◆ TASK DIRECTIONS: Gather and copy out every line in the records below that contains the word "containing".

start DATA FOR THIS EXERCISE

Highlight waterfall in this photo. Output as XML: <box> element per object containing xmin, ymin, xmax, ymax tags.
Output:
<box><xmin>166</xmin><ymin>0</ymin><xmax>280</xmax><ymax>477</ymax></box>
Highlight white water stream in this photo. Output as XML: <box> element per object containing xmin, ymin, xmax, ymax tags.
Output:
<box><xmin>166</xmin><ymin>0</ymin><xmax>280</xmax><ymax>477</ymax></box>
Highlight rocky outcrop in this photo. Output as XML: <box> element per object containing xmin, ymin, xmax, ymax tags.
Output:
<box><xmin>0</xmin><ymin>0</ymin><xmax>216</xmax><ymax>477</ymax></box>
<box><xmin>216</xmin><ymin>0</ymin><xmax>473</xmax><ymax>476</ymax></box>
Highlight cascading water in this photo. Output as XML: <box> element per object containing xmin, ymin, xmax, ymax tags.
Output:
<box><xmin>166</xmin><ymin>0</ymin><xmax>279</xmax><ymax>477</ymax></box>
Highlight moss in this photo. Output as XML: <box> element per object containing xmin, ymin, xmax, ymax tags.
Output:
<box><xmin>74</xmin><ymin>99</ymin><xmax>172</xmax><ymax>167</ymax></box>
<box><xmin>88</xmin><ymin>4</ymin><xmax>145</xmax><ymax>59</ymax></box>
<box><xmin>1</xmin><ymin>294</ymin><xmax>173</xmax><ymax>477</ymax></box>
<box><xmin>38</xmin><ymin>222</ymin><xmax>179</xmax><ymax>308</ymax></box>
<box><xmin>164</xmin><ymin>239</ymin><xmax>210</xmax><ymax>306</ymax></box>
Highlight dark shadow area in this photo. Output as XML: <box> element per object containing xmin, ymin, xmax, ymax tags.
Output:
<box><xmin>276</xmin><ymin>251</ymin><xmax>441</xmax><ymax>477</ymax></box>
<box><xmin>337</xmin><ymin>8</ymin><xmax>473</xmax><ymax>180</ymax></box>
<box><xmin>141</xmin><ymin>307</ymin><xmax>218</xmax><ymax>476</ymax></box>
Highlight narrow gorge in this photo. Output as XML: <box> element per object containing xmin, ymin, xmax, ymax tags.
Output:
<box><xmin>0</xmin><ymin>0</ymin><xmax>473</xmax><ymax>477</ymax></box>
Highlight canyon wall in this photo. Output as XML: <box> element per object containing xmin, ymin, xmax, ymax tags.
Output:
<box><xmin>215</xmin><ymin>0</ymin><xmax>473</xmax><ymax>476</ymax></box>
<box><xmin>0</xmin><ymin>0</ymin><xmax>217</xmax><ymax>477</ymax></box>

end DATA FOR THIS EXERCISE

◆ SOLUTION:
Highlight waterfall in this photo. Output as XML: <box> element per object containing xmin, ymin, xmax, ymax tags.
Highlight white water stream in this photo. Output as XML: <box> element per object containing xmin, ymin, xmax, ymax tags.
Highlight rocky outcrop in this photo. Output as XML: <box> element per object containing xmin, ymin, xmax, ymax tags.
Highlight cascading water in this photo. Output as XML: <box> element per object containing xmin, ymin, xmax, ymax tags.
Highlight moss in this photo. Output as XML: <box> element per object containing xmin, ymin, xmax, ymax tags.
Highlight dark shadow area in this photo. Output as XML: <box> element per object containing xmin, ymin, xmax, ymax tags.
Highlight narrow gorge in this photo. Output as XML: <box> element per object containing xmin, ymin, xmax, ymax tags.
Highlight canyon wall in this photo. Output as XML: <box> element per object containing xmin, ymin, xmax, ymax tags.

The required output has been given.